*** DATA SUPPLIED
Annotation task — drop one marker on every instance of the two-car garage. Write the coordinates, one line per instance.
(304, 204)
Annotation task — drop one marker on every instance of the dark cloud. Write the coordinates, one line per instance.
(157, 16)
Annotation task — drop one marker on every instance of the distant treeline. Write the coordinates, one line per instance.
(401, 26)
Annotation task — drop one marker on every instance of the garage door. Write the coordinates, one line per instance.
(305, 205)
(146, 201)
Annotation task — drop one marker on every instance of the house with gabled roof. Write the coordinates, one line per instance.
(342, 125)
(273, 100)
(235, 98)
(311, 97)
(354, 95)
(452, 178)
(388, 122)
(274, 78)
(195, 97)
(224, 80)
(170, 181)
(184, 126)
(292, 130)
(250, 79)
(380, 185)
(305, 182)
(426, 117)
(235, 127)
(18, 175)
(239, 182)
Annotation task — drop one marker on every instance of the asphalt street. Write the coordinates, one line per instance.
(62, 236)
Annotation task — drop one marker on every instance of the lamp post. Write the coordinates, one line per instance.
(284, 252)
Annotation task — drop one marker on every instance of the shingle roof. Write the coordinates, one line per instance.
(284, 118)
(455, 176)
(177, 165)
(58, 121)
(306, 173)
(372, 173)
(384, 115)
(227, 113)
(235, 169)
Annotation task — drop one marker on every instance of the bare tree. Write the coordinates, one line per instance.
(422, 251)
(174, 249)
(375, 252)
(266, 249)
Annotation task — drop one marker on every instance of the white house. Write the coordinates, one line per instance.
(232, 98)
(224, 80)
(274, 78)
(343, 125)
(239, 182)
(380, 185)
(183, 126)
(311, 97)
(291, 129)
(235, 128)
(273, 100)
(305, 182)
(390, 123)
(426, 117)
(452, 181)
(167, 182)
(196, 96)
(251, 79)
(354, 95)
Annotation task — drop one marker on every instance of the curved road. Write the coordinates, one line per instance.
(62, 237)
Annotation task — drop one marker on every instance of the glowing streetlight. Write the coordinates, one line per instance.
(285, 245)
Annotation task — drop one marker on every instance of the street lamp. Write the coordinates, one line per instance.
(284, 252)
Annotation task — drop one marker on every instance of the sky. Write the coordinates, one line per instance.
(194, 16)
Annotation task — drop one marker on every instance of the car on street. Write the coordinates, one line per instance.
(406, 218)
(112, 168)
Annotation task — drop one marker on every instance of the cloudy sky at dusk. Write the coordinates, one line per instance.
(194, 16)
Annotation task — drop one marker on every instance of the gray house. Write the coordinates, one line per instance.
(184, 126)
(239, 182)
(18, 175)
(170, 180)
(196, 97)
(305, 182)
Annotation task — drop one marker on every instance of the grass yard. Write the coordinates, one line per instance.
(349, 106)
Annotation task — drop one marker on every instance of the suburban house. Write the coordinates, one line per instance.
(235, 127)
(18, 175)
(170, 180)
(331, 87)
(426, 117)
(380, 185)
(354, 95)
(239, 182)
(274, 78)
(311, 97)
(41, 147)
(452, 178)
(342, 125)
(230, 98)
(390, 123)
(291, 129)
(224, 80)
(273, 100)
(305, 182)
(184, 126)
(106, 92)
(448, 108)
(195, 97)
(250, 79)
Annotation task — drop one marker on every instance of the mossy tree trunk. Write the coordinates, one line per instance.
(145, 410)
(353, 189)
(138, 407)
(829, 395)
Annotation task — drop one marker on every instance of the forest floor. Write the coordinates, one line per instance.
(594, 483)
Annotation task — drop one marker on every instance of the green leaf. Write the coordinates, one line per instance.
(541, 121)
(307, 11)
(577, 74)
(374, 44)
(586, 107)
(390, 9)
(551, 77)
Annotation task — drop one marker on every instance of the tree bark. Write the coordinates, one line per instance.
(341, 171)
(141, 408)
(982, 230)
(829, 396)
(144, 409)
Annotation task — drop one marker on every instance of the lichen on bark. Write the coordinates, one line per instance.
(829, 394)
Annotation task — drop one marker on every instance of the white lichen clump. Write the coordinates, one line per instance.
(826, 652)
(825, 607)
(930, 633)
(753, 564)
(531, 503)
******
Rewrite all of the records above, replacing "drop one marker" with "place a single point" and keeping every other word as it is.

» **RESULT OF THE TASK**
Annotation task — place a single point on every instance of the two-car garage. Write the coordinates, one line per instance.
(304, 204)
Annotation task — place a single point on every instance of the dark cloud. Write the coordinates, one line per instance.
(157, 16)
Annotation task — place a single point on every instance of the distant treeline. Write the coordinates, one line per instance.
(401, 26)
Annotation task — place a single point on every instance of the garage door. Write the coordinates, one line per instance.
(305, 205)
(146, 201)
Annotation task — place a single point on every instance of the house with gabled roof. Write the coordinates, one line per instance.
(342, 125)
(273, 100)
(235, 98)
(311, 97)
(354, 95)
(452, 178)
(388, 122)
(274, 78)
(195, 97)
(224, 80)
(170, 181)
(184, 126)
(292, 130)
(250, 79)
(380, 185)
(305, 182)
(426, 117)
(235, 127)
(18, 175)
(239, 182)
Annotation task — place a single point on every instance of the asphalt street. Write the coordinates, one line per instance.
(62, 236)
Annotation task — place a single point on every instance of the lamp post. Write the coordinates, one line per instance.
(284, 252)
Annotation task — place a single point on every instance of the shingle roof. Write the coordinates, one line per instance.
(284, 118)
(455, 176)
(177, 165)
(58, 121)
(306, 173)
(372, 173)
(384, 115)
(227, 113)
(235, 169)
Annotation task — place a single point on every instance of the bare tree. Write the coordinates, one line per instance.
(422, 251)
(174, 249)
(375, 252)
(266, 249)
Annotation task — place a single point on every instance of the white house. Write the coordinates, one line per instance.
(232, 98)
(224, 80)
(274, 78)
(343, 125)
(239, 182)
(380, 185)
(183, 126)
(311, 97)
(291, 129)
(235, 128)
(273, 100)
(305, 182)
(390, 123)
(426, 117)
(452, 181)
(167, 182)
(196, 96)
(251, 79)
(354, 95)
Annotation task — place a single point on every instance of the curved road. Write the coordinates, one line per instance.
(62, 237)
Annotation task — place a single point on every instance of the glowing streetlight. Write the coordinates, one line per instance.
(285, 245)
Annotation task — place a single point on every instance of the street lamp. Write the coordinates, one line per instance.
(284, 252)
Annotation task — place a single point on every instance of the sky. Write the coordinates, one line per instance.
(194, 16)
Annotation task — place a single point on every instance of the car on street. Write the coordinates, one line per instance.
(406, 218)
(112, 168)
Annotation task — place a single point on every instance of the cloudy sky at dusk. Write the coordinates, one line per instance.
(194, 16)
Annotation task — place a single point on every instance of the gray house. Write the coordinates, one line per instance.
(184, 126)
(239, 182)
(18, 175)
(170, 180)
(196, 97)
(305, 182)
Annotation task — place a single point on every instance of the grass yard. Write the coordinates, one line per instance.
(349, 106)
Annotation task — place a single point on every instance of the suburban house. Write the coordinates, one line per instance.
(235, 127)
(18, 175)
(170, 180)
(331, 87)
(426, 117)
(380, 185)
(354, 95)
(239, 182)
(274, 78)
(311, 97)
(41, 147)
(452, 178)
(342, 125)
(230, 98)
(390, 123)
(291, 129)
(224, 80)
(273, 100)
(305, 182)
(184, 126)
(106, 92)
(448, 108)
(195, 97)
(250, 79)
Annotation task — place a single point on every instance of the mossy tree trunk. Write the coordinates, one line per instance.
(145, 410)
(353, 189)
(138, 407)
(829, 395)
Annotation task — place a single point on every instance of the forest floor. Write the coordinates, one line per instance.
(594, 483)
Annotation task — place a single point on every instance of the green leaf. Write the coordinates, one line per instance.
(541, 121)
(307, 11)
(577, 74)
(374, 44)
(586, 107)
(390, 9)
(551, 77)
Annotation task — place a single point on every instance of the tree bark. Write the coordinates, one line per instance.
(341, 171)
(141, 408)
(982, 230)
(829, 396)
(144, 409)
Annotation task — place a single point on every instance of the lichen on bark. Write the coordinates, one line per instance.
(829, 394)
Annotation task — place a single point on every instance of the white lichen clump. Write the coordinates, one line per instance.
(826, 652)
(825, 607)
(930, 633)
(753, 564)
(531, 503)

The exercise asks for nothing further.